● **WHAT IS BEING ASKED**
List every line of the entries that contains the word "building", treating case as significant.

====== RECORD SET ======

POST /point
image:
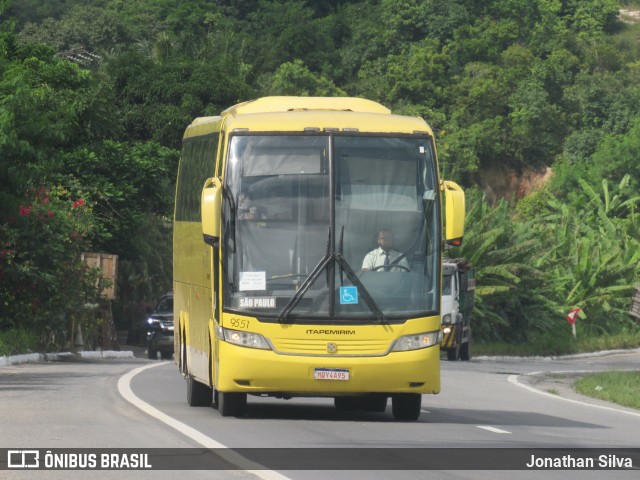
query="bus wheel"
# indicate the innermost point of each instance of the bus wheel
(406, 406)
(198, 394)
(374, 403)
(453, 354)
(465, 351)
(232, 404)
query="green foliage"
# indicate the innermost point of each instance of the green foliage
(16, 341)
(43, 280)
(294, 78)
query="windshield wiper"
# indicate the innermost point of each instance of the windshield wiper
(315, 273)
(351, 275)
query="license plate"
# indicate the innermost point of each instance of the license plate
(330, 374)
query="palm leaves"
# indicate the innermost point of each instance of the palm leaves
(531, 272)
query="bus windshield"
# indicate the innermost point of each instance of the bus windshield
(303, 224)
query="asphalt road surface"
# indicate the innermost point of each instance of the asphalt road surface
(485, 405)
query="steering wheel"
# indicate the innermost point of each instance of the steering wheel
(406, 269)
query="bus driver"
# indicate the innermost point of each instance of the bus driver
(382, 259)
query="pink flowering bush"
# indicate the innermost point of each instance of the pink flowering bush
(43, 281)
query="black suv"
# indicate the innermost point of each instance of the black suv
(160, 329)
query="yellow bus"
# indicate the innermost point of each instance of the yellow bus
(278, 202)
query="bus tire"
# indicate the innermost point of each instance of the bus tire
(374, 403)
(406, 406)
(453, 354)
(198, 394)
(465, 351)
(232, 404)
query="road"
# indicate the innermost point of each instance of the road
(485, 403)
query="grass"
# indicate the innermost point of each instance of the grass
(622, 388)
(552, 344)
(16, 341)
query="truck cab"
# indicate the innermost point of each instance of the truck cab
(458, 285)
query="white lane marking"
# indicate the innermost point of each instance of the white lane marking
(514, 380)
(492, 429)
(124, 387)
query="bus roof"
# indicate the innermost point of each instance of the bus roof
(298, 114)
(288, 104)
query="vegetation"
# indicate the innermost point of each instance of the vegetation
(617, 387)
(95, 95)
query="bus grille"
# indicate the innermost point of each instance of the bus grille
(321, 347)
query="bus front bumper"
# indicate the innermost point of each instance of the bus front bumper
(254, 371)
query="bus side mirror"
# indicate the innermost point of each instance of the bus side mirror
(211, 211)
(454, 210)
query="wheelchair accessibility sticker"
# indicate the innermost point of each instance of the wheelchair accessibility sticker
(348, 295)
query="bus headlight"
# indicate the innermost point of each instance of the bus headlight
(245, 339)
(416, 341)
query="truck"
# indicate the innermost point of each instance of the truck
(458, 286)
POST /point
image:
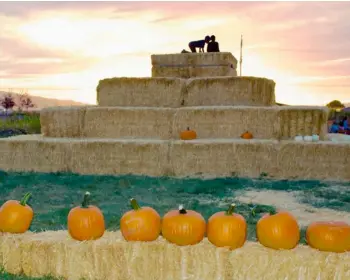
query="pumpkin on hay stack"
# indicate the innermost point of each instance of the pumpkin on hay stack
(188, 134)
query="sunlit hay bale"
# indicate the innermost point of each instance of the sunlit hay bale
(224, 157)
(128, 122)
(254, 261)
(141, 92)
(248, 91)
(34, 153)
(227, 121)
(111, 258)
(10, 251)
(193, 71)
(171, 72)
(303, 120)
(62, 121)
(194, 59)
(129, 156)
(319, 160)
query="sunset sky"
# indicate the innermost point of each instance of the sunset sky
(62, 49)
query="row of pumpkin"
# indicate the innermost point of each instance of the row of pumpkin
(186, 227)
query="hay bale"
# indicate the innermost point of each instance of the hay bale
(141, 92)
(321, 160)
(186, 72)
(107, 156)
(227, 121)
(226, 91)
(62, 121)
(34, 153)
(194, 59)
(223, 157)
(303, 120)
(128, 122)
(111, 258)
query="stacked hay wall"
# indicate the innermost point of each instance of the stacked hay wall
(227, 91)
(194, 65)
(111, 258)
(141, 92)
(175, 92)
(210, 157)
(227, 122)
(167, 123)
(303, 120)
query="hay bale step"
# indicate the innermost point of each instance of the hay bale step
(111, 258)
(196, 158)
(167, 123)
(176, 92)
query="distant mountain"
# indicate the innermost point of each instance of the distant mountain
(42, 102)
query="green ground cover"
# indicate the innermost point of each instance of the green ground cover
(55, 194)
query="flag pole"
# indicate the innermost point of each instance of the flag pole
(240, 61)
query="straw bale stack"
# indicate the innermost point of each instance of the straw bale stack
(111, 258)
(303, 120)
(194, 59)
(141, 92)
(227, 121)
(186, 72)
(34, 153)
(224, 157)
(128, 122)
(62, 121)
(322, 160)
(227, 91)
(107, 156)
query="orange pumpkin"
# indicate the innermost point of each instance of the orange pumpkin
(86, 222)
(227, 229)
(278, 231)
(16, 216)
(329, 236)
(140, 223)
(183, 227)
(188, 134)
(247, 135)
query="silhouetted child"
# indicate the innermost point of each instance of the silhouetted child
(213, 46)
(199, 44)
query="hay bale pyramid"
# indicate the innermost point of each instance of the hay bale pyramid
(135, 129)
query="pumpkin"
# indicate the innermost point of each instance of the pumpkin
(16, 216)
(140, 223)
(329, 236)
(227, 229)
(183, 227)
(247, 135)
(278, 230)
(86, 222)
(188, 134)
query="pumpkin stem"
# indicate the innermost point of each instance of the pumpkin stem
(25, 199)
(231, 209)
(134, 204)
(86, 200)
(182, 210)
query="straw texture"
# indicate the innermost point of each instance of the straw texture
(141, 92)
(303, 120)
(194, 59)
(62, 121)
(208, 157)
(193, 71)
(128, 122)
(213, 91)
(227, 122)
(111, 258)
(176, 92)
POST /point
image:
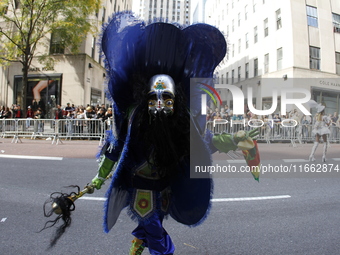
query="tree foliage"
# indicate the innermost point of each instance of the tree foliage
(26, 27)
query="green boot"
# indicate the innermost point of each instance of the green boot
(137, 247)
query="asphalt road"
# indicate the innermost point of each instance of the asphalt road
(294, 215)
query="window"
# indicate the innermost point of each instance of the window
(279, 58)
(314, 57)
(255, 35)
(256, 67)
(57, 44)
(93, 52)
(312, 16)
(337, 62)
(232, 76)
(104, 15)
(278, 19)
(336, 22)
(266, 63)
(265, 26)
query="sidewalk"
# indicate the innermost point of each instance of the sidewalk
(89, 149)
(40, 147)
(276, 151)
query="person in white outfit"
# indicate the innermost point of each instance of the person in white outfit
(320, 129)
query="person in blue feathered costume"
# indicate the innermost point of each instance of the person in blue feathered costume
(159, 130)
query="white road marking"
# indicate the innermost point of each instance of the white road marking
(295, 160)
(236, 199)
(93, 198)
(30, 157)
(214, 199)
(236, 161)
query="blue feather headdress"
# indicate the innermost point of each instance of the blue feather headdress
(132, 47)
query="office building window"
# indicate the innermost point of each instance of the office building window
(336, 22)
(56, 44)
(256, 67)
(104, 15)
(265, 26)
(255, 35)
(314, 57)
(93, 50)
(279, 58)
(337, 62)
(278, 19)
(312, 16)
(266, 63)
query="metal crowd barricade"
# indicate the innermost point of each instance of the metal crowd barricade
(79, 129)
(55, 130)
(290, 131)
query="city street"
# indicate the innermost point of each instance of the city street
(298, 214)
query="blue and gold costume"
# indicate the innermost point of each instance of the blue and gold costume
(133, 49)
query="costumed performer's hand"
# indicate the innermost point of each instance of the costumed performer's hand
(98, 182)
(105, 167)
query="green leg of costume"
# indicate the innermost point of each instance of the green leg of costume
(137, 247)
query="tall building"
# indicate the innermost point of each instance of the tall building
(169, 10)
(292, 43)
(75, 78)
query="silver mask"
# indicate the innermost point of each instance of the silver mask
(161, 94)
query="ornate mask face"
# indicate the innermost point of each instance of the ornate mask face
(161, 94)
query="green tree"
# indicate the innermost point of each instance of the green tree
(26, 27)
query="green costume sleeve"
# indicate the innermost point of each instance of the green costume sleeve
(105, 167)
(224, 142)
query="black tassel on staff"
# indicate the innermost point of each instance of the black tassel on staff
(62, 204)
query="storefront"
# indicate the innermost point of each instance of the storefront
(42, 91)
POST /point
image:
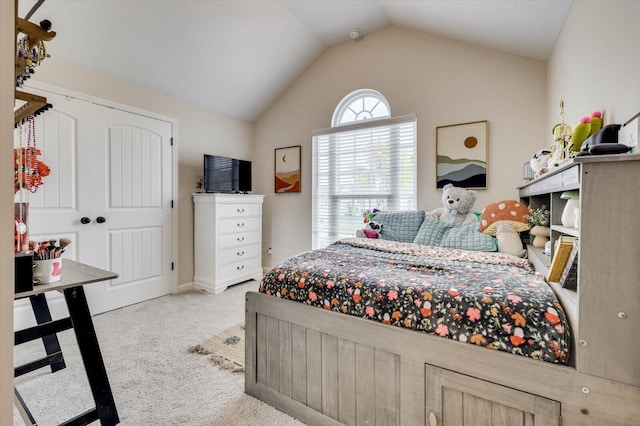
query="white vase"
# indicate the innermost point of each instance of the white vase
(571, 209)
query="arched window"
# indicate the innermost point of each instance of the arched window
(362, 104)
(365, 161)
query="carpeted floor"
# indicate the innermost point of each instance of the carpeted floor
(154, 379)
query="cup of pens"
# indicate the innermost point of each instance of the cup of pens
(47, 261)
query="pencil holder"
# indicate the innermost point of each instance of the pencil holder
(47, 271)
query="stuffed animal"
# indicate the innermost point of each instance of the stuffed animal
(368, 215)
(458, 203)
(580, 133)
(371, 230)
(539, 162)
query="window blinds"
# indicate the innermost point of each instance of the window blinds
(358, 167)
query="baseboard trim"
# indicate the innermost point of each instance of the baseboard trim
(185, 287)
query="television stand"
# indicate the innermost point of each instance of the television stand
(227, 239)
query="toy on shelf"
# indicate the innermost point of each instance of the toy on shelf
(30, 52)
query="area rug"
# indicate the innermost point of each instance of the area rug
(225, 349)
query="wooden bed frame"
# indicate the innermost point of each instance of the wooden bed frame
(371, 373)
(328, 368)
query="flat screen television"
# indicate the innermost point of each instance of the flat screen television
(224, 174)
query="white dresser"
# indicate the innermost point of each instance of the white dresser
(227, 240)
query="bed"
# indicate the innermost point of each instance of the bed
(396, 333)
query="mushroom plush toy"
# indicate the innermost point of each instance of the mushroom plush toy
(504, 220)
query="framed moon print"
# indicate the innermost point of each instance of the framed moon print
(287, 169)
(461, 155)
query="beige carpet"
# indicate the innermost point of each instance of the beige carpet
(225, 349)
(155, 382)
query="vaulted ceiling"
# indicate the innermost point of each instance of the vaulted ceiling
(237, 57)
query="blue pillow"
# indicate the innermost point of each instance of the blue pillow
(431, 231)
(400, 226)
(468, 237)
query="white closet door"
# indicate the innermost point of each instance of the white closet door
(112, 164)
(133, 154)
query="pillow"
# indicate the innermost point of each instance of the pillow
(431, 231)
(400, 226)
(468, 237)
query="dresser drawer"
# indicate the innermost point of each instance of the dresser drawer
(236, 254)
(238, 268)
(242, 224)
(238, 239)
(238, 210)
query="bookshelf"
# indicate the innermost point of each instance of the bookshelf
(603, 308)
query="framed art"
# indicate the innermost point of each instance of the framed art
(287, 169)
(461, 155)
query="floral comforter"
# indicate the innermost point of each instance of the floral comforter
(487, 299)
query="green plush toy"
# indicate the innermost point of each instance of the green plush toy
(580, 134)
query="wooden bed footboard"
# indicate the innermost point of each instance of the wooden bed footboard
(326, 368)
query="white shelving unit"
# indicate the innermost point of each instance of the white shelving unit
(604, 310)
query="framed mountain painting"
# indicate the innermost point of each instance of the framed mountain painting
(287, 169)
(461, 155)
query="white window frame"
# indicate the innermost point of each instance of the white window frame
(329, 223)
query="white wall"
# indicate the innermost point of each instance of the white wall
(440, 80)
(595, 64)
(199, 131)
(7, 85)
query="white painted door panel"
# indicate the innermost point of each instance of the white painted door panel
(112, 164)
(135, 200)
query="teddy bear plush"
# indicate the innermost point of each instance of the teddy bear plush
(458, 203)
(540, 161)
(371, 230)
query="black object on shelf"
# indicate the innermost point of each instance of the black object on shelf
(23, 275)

======

● **ANSWER**
query="office building window"
# indicate the innermost point of each instance of the office building window
query="tall building"
# indicate the innermost point of each instance of the tall building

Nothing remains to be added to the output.